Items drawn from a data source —
────────────────

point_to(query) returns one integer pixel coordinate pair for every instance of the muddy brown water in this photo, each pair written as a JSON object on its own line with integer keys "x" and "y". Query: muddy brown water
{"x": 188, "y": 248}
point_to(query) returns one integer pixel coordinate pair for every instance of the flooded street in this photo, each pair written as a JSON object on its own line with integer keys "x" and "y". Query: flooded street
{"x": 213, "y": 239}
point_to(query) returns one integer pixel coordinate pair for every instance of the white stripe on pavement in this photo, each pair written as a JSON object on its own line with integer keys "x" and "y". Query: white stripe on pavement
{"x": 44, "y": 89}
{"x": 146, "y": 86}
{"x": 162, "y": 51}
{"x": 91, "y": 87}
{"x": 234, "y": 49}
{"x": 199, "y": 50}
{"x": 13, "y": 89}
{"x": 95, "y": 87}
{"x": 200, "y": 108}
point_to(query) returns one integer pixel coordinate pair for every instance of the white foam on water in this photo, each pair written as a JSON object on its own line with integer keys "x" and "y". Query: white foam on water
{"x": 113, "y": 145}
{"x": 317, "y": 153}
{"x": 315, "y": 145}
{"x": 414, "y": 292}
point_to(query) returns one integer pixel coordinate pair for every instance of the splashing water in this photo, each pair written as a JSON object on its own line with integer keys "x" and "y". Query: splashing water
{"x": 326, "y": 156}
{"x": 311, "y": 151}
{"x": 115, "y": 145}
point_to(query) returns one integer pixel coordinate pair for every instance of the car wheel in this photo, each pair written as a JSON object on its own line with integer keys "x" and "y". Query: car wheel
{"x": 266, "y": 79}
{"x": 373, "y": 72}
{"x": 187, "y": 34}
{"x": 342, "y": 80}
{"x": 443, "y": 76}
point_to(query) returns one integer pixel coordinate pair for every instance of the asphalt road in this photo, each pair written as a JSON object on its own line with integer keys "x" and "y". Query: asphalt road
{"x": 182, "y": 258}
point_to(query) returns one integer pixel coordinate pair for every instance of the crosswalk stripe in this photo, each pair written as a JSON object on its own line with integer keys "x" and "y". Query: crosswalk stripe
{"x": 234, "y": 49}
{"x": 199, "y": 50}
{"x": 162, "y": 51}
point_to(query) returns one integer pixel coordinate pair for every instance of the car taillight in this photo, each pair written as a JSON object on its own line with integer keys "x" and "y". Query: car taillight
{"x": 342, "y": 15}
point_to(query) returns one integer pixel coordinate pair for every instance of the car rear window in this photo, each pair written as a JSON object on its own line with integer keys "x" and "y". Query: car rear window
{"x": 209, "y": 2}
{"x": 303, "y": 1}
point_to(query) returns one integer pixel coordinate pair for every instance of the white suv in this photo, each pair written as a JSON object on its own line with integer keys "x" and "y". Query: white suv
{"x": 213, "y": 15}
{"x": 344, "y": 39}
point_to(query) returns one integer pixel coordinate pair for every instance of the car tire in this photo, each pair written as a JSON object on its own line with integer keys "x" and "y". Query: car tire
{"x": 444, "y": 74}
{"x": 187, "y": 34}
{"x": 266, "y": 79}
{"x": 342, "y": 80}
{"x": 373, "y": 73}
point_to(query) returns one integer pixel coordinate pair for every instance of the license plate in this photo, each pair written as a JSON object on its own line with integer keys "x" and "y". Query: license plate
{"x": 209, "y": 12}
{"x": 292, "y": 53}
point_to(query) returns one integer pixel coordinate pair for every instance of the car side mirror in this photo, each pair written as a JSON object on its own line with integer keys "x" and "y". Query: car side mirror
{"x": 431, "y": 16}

────────────────

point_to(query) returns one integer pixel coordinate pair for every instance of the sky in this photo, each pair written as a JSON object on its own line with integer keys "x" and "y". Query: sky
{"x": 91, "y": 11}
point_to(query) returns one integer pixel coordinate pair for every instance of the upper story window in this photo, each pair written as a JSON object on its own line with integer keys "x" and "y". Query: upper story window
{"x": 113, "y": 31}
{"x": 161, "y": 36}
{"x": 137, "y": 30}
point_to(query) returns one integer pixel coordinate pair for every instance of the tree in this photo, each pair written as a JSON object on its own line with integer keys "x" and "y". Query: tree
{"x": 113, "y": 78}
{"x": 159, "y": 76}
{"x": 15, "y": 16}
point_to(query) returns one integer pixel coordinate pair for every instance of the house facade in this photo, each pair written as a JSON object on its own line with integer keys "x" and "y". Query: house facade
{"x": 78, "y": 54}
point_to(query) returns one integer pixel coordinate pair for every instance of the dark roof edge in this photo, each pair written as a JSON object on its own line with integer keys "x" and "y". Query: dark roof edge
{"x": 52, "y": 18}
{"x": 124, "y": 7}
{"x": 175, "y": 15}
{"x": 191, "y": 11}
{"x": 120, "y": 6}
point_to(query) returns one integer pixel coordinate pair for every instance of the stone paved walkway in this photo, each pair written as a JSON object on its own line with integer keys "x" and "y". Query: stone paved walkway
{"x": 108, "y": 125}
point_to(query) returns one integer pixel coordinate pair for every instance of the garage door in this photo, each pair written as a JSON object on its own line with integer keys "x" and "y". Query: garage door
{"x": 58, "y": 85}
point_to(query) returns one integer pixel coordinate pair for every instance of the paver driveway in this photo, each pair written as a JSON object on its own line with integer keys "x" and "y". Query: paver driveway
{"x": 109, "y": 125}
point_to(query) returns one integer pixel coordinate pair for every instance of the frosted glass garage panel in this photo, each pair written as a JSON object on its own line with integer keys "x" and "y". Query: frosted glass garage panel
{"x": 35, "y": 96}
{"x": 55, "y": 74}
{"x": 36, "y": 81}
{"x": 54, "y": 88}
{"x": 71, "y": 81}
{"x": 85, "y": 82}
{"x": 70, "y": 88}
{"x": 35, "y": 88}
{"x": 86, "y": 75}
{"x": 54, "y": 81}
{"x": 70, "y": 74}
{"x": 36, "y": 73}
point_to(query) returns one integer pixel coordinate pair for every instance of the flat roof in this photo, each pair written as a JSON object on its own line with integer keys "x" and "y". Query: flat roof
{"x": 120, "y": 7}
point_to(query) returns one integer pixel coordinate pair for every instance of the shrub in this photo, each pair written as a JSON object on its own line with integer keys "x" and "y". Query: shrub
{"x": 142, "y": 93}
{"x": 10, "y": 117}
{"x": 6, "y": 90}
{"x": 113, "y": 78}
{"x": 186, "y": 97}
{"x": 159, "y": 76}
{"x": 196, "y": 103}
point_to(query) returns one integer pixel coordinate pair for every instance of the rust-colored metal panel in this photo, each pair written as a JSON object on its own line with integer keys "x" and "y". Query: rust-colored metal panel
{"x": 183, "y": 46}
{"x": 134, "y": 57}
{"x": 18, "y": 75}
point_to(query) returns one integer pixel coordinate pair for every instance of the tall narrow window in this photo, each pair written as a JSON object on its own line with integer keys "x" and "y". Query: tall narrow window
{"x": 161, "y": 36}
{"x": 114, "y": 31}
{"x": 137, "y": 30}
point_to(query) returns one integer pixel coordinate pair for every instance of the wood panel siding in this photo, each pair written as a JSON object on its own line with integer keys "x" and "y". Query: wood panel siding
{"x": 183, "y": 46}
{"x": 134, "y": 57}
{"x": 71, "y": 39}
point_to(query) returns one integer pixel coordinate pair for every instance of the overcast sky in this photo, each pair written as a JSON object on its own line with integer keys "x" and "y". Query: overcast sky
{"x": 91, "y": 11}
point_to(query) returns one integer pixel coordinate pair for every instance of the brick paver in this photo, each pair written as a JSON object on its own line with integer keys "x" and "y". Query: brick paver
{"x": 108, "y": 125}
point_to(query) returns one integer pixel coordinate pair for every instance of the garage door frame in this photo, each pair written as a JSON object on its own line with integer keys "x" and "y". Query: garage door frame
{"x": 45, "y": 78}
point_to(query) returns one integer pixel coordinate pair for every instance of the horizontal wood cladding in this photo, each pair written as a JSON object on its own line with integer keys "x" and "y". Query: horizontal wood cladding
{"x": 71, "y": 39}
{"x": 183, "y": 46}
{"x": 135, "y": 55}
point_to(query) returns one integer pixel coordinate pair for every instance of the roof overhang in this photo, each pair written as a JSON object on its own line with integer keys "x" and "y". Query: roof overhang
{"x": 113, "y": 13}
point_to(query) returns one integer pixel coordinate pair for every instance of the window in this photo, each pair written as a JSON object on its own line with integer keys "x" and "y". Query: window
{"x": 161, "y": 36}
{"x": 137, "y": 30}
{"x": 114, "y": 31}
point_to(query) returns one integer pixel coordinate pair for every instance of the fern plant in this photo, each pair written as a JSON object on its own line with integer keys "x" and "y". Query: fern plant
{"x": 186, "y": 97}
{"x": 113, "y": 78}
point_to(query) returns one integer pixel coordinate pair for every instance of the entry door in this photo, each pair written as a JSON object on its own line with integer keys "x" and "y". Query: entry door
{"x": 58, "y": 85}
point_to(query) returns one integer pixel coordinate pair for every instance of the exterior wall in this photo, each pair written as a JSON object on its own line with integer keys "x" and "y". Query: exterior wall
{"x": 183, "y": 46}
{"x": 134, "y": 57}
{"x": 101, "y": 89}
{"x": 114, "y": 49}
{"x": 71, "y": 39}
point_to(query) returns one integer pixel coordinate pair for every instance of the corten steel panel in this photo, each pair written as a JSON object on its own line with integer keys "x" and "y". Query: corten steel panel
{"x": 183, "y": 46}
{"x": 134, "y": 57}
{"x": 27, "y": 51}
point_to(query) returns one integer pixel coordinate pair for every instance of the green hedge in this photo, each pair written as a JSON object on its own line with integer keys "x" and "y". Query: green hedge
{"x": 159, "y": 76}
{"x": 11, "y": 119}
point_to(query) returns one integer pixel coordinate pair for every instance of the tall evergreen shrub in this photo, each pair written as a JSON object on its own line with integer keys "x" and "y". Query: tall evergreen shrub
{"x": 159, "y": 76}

────────────────

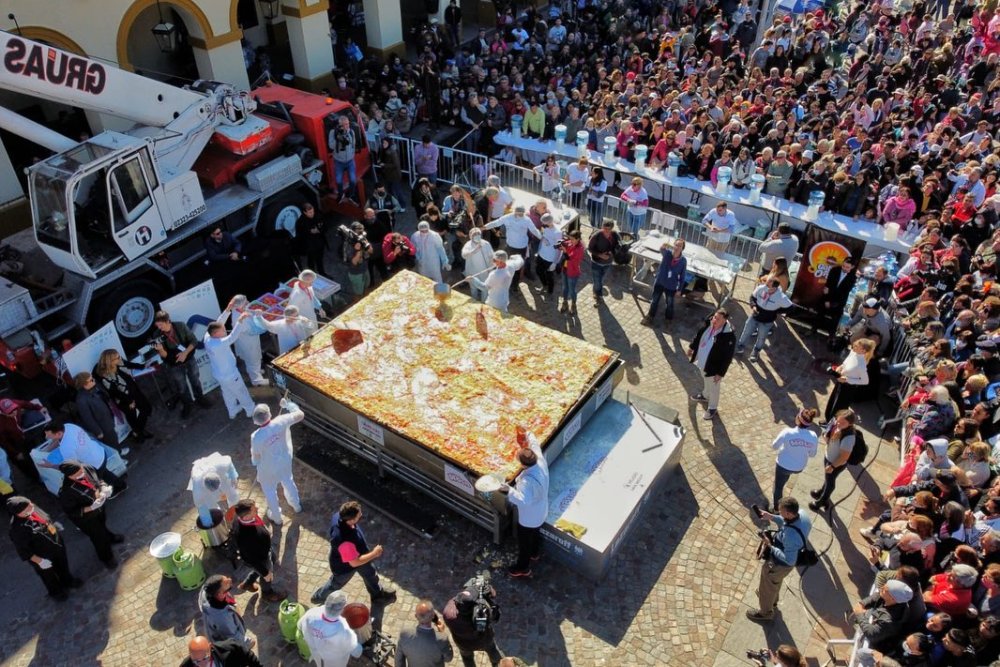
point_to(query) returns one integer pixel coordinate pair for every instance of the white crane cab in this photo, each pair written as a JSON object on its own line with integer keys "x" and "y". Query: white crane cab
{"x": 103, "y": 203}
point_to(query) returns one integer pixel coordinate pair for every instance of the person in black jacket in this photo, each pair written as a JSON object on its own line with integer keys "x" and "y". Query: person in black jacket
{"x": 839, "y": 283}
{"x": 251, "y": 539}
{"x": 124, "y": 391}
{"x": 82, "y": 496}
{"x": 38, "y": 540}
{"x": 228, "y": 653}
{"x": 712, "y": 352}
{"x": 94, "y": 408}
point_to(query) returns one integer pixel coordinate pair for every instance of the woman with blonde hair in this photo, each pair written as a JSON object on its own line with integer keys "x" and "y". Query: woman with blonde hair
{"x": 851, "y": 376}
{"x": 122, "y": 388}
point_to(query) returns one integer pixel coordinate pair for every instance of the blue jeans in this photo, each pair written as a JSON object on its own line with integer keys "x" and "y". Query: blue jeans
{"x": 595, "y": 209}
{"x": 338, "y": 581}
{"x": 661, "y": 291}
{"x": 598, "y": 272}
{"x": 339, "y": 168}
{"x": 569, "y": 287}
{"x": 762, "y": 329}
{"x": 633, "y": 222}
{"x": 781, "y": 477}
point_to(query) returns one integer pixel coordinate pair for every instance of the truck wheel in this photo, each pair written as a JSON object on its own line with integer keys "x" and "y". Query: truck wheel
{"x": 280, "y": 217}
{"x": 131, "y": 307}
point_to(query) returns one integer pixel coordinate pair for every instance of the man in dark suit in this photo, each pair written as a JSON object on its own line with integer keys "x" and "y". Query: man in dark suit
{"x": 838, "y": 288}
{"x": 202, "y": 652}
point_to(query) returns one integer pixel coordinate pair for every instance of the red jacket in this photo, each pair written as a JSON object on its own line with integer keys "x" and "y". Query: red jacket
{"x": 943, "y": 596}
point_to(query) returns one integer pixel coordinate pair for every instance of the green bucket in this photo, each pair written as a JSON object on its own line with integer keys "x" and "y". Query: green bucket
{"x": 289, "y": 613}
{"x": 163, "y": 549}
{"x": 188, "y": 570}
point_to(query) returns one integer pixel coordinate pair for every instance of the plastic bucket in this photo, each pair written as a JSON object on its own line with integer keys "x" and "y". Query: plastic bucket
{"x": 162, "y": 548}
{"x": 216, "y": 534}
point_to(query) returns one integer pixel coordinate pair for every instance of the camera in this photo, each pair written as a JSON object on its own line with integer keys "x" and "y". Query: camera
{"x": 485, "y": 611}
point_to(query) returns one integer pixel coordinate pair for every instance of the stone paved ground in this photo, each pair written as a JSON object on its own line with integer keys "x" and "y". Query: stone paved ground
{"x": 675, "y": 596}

────────────────

Please select every line in the listing that contains the word "jacket" and copy each of those lines in full.

Output —
point_to(query) returns one integer pixel coordinate pair for every instance of the person in black jacket in this photo, each pair written as a JSON object on its own line with integer keys "x" and "y". Query: person in black jacket
point_to(query) returns one integer pixel coordinate pair for every instance of the red jacket in this photo, each pair written as a JSON object on its own line with integer keys "x" and "y". Query: red jacket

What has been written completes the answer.